**Excerpt to read:**
┄┄┄┄┄┄

The gentleman of the Duke of Bourbon arrived at Monaco on the 28th of August, and left the day after for Genoa.
Has been told that Medrano remains at Naples by order of the Pope, who does not wish him to come [to Rome] for fear he should divulge the unpleasant news he brings from Spain.
The Portuguese ambassador, Don Martin de Portugal, deserves much praise for what he has done, and is still doing, for the Imperial service. When the question lately arose of a cessation of war between Naples and Rome, he did all he could to bring it about, having often visited Don Ugo at Marino. After which he says he wrote to the Emperor in January last, offering his services, but has had no answer. He ought to be encouraged, &c.—Rome, 12th Sept. 1526.
Signed: "Perez."
Addressed: "Sacratissimæ, Cesareæ, Catolicæ Majestati."
Indorsed: "Al Rey. 1526. Rome. Perez, 12th Sept. Answered."
Spanish. Holograph. pp. 2.
12 Sept. 543. Alonso Sanchez, Imperial Ambassador in Venice, to the Emperor.
M. Re. Ac. d. Hist.
Salazar, A. 38,
f. 293.
Has not written since the 7th of August owing to his being in bed ill with fever. Received on the 25th the Imperial letters of the 21st July, in which, among other things, he (Sanchez) is desired to say when and where his despatches have been intercepted, that precautions may be taken for the future.

┄┄┄┄┄┄

**Exercise brief:**
Reproduce everything in the 1526 dispatches excerpt from "Has been told" down to "12th Sept. 1526.", word for word.

**Material:**

┄┄┄┄┄┄

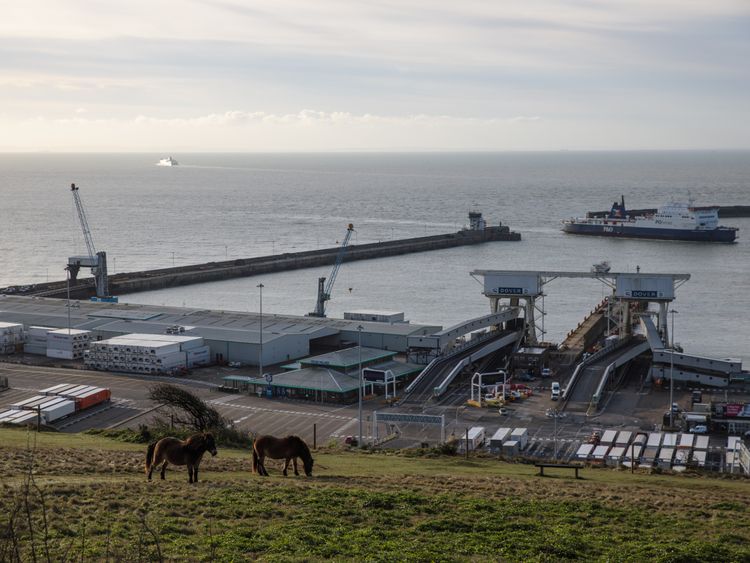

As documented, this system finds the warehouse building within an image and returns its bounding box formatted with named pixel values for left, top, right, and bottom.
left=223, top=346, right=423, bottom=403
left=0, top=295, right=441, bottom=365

┄┄┄┄┄┄

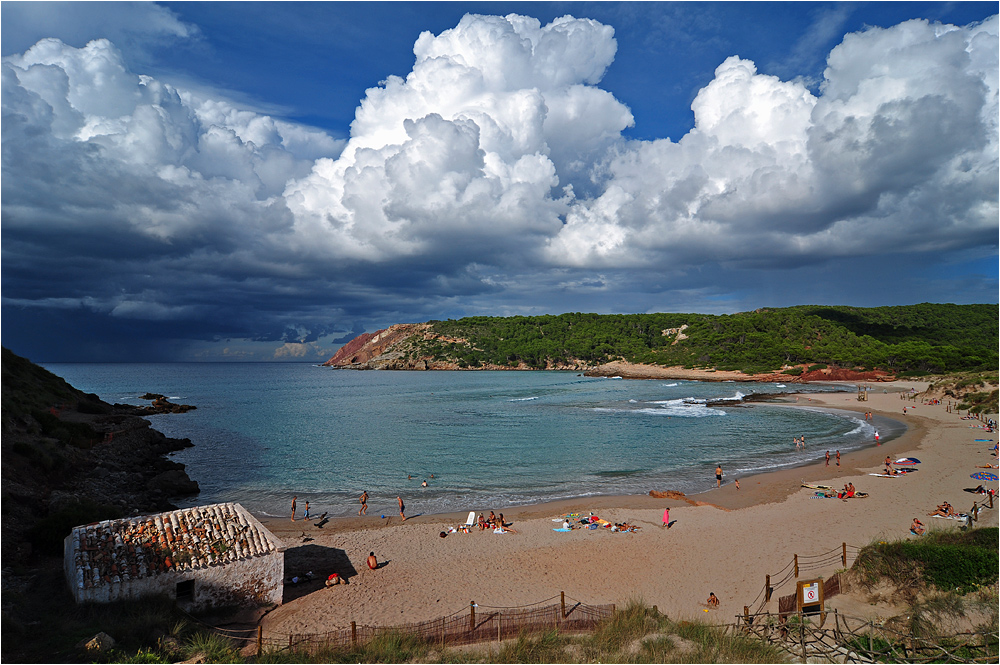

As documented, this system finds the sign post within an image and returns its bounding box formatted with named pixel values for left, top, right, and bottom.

┄┄┄┄┄┄

**Output of the exercise:**
Has been told that Medrano remains at Naples by order of the Pope, who does not wish him to come [to Rome] for fear he should divulge the unpleasant news he brings from Spain.
The Portuguese ambassador, Don Martin de Portugal, deserves much praise for what he has done, and is still doing, for the Imperial service. When the question lately arose of a cessation of war between Naples and Rome, he did all he could to bring it about, having often visited Don Ugo at Marino. After which he says he wrote to the Emperor in January last, offering his services, but has had no answer. He ought to be encouraged, &c.—Rome, 12th Sept. 1526.